» Excerpted text

'''

Massachusetts State Police Capt. Peter Higgins would say at the time “Identifying the parties is such a crucial thing.”
Once the New York state ties were established, investigators began working with New York State Police to raise awareness of the case in the Albany area.
Composite drawings of the two woman were released, and press conferences where held in the hopes of finding someone who could aid investigators.
Still, as Wardwell noted, “over the years there were no reports of missing persons that seemed to correspond to either victim.”
The big break came last month when New York State Police received a call from a woman from Virginia Beach, Va. who wished to file a missing persons report, Orenstein said. Family members were reaching out to police because Marcia and Elizabeth Honsch of Brewster, NY, had disappeared without a trace 19 years earlier.
New York State Police contacted the Hampden DA’s office and New Britain police, and soon investigators had the information that had evaded them for 19 years: the identities of two murder victims.

'''

» Supplied entries
'''

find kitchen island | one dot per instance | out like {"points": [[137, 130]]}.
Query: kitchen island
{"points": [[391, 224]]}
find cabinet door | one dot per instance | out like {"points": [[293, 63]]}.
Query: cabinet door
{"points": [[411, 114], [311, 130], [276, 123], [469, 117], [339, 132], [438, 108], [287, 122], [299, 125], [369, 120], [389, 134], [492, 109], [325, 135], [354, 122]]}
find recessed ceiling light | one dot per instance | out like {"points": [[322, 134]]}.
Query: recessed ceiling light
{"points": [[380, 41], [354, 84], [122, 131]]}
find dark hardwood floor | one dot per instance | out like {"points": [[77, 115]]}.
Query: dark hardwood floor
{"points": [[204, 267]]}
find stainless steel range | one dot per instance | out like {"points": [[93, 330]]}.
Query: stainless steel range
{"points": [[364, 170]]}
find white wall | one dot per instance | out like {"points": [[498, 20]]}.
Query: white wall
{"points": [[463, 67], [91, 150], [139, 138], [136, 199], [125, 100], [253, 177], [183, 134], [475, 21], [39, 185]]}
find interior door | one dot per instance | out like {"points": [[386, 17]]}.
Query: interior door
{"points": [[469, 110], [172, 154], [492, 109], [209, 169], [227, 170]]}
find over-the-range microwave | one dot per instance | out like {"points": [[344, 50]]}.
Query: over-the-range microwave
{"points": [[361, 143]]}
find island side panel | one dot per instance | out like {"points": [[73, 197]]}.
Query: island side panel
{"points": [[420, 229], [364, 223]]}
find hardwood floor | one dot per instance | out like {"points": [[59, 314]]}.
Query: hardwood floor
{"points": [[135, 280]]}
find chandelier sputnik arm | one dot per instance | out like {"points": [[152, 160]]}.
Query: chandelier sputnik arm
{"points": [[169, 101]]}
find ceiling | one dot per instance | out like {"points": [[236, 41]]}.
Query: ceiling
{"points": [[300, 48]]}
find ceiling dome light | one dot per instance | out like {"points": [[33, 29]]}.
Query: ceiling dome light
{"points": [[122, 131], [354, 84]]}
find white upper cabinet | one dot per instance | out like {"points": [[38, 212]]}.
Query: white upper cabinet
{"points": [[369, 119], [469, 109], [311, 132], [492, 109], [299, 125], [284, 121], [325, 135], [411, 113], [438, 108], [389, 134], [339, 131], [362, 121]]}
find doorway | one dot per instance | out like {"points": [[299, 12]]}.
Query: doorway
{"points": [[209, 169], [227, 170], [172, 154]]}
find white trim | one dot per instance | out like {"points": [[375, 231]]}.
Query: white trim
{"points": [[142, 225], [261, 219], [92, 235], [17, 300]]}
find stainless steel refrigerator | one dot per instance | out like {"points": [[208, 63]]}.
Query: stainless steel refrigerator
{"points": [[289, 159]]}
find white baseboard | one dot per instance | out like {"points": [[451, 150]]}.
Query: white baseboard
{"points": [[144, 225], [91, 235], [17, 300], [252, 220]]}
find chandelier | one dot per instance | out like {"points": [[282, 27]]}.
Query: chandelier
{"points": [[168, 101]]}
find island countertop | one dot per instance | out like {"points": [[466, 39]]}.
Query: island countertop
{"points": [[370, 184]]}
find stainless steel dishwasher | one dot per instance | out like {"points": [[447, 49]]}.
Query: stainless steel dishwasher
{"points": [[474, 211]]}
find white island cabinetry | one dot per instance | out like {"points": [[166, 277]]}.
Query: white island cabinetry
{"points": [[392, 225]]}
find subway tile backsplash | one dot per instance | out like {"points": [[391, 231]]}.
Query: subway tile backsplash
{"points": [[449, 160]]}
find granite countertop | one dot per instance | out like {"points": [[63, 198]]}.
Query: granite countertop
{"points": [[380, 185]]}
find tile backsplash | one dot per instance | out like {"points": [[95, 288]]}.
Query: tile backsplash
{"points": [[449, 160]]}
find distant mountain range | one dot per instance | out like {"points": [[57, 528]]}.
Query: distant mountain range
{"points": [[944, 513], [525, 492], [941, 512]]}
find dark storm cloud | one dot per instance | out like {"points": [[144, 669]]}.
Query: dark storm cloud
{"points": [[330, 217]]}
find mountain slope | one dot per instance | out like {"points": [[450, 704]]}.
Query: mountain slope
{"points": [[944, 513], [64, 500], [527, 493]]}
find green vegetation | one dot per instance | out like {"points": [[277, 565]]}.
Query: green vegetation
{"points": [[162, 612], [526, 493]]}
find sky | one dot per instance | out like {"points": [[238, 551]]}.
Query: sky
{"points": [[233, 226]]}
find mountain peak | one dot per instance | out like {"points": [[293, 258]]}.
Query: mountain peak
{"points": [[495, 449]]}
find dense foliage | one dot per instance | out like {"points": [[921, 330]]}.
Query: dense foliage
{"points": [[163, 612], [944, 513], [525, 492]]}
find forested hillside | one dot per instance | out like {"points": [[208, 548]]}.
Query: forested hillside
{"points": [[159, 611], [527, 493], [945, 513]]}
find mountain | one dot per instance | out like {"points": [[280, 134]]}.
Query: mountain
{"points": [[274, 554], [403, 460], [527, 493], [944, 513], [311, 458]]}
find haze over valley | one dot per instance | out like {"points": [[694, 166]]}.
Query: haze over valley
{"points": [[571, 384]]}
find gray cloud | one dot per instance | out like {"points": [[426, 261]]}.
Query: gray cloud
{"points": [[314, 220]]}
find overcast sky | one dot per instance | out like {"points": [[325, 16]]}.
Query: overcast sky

'''

» Things to do
1/ Using the excerpt on the murder case, decide whether each statement agrees with it: (a) New York State Police received the call that led to the break from a woman in Virginia Beach. (b) Over the years, several missing-person reports seemed to match the victims. (c) Marcia and Elizabeth Honsch were from Brewster, NY. Answer yes or no for each, and quote the words from the excerpt that settle it.
2/ Write the next part of the excerpt on the murder case, beginning after its last sentence.

» Answers
1/
(a) Yes: "New York State Police received a call from a woman from Virginia Beach, Va. who wished to file a missing persons report"
(b) No: "over the years there were no reports of missing persons that seemed to correspond to either victim."
(c) Yes: "Marcia and Elizabeth Honsch of Brewster, NY"

2/
With the names of Marcia Honsch and Elizabeth Honsch now known, investigators were able to fill in some of the other blanks that lingered in the investigation. The mother and daughter lived in Brewster with Robert Honsch up until October, 1995.
He was missing too, but investigators found him in Dalton under an alias.
Detectives from the Hampden County DA's Office, New Britain and New York traveled to Dalton to interview Honsch. Police obtained a search warrant for his home and his person. Forensic evidence collected in the search was able to be linked to the New Britain location with Elizabeth Honsch was found.
“This arrest comes as a result of the determined work of many detectives who never forgot this case and worked tirelessly to determine the identities of the victims, and to find out who was responsible for their deaths,” Ornstein said.
He singled out the work of State Police Lt. Stephen Griffin, now retired, for working relentlessly over the years on the case and for seeking assistance from other agencies and the public.
“It is also a tribute to the cooperation of the various law enforcement agencies who worked together on this case: Hampden County State Police, New Britain Police, and New York State Police, all of whom had the cooperation and assistance of local and state law enforcement personnel in the Dalton, Ohio area,” he said.
Map showing locations involved in this story.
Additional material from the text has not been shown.